American television personality

Michael Joseph Teutul (/ˈtʌtəl/ TUT-əl; born November 26, 1978) is an American television personality who appeared on the reality programs American Chopper and American Chopper: Senior vs. Junior.

== Early life ==
He is the youngest son of Paul Teutul Sr., the founder of Orange County Choppers, and his first wife, Paula Teutul. He is the younger brother of Paul Teutul Jr., the chief fabricator on the show, and Daniel Teutul, the owner/general manager of Orange County Ironworks LLC.

At age 14, Teutul began working at his family's company, the Orange County Iron Works.

== Career ==
After Paul Sr. and Paul Jr. started Orange County Choppers, Teutul joined them as an assistant general manager. His duties involved answering phones and taking out the trash. On rare occasions, Teutul would help build choppers, at one point building his own bike. The family business became the basis for the American Chopper series.

Teutul's role as part of the television shows was to provide comic relief. Teutul frequently appeared at promotional events for the company. Teutul appeared on Late Show with David Letterman, Late Night with Conan O'Brien and The Tonight Show with Jay Leno.

In December 2009 it was revealed on American Chopper that Michael Teutul had checked himself into a rehabilitation center to overcome an alcohol addiction.

Toward the end of the series, Teutul tried to mediate the ongoing disputes between Paul Sr. and Paul Jr. As revealed in season 6 episode 13, Michael was forced out of the business. Paul Sr. stated that Michael had many opportunities to be successful at OCC but never followed through on them. Michael joined Paul Jr. in his new business venture, Paul Jr. Designs.

Teutul's hobbies include painting and skeet shooting. In 2011 Teutul was attempting to market a line of gourmet pasta sauces under the moniker FarQueue Products, LLC. That same year he opened an art gallery titled Mikey Teutul's Wolfgang Gallery which closed in June 2013 due to declining sales.

While Teutul had appearances working with his brother Paul Teutul Jr. at his custom motorcycle and logo design, branding services, and marketing services business Paul Jr. Designs, Teutul currently works for Orange County Choppers (OCC). He holds the position of assistant general manager and is also involved in the social media management and spokesperson duties. While he doesn't build choppers anymore, he remains involved in the business and has explored other entrepreneurial ventures media management and spokesperson duties.

| Extracted material |

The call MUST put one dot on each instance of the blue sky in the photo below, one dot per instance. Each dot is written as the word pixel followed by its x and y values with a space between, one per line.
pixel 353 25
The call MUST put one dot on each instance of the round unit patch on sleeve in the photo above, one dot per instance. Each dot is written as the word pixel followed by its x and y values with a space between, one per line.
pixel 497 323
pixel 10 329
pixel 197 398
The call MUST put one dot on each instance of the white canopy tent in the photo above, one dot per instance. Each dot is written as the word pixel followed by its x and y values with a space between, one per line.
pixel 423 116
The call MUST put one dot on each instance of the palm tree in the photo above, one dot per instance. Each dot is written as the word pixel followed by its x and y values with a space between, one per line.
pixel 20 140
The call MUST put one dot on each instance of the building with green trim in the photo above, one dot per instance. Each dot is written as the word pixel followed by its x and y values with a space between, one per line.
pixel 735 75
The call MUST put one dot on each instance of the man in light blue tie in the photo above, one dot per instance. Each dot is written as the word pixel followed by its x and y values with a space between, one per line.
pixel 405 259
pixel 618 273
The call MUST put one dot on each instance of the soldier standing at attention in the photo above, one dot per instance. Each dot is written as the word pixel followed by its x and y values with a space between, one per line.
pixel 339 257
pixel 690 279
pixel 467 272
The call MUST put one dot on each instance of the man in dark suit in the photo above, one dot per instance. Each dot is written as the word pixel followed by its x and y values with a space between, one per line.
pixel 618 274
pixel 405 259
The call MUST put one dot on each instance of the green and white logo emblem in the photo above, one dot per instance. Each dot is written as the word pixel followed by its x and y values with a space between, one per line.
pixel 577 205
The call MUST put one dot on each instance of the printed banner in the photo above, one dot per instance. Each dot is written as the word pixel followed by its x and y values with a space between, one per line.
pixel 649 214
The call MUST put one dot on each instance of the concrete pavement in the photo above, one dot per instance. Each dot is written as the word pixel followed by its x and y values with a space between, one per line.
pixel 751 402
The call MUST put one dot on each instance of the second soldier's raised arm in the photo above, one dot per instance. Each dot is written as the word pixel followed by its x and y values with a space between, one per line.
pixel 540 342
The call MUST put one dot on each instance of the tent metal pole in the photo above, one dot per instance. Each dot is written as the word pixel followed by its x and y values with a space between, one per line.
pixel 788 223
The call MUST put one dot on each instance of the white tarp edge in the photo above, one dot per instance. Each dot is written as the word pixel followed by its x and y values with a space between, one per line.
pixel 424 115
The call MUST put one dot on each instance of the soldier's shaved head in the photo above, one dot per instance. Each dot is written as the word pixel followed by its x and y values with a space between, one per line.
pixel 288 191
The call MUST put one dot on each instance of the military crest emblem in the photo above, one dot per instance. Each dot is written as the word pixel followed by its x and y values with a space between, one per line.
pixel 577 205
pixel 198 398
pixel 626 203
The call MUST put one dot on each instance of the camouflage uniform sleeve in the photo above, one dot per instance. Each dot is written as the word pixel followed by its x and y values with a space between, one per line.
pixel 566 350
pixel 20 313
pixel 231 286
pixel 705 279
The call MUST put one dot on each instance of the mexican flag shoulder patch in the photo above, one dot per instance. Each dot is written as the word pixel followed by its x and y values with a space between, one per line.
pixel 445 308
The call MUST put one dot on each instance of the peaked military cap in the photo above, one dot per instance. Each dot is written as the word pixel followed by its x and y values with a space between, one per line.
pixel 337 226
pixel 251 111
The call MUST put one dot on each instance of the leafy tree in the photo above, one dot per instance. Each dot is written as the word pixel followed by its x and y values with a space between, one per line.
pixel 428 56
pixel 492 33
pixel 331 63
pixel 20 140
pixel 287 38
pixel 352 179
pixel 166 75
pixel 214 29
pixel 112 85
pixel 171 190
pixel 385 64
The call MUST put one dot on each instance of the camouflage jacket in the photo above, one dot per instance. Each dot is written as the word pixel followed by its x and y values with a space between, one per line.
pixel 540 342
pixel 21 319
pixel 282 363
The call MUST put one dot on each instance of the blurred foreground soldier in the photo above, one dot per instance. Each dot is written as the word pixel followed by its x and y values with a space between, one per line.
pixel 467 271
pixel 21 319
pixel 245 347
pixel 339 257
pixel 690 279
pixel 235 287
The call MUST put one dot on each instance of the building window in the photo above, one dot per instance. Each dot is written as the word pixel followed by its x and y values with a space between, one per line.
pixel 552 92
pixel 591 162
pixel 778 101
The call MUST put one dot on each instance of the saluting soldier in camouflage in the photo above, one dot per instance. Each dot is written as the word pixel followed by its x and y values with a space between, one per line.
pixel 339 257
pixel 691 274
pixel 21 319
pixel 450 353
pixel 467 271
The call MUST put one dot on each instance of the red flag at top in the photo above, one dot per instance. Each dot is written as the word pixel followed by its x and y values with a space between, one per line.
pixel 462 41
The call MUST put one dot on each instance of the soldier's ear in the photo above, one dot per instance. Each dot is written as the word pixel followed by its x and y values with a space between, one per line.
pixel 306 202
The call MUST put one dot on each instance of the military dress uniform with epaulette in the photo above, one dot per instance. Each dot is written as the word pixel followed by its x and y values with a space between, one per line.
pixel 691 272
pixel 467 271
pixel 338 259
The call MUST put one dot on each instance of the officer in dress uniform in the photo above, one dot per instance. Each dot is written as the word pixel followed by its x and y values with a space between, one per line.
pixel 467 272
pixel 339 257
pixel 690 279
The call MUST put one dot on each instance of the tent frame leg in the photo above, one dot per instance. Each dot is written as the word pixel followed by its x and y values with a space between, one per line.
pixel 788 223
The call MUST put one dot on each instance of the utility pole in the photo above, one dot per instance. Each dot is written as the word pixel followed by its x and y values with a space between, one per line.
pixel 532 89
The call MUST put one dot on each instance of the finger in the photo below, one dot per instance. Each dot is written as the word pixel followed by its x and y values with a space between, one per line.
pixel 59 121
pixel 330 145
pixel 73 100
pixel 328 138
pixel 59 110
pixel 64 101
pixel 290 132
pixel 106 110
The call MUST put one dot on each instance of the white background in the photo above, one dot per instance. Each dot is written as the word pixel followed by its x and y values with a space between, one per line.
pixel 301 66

| Task item |
In the text about Michael Teutul, when and why did his art gallery close?

| Answer for this exercise |
It closed in June 2013 because of declining sales.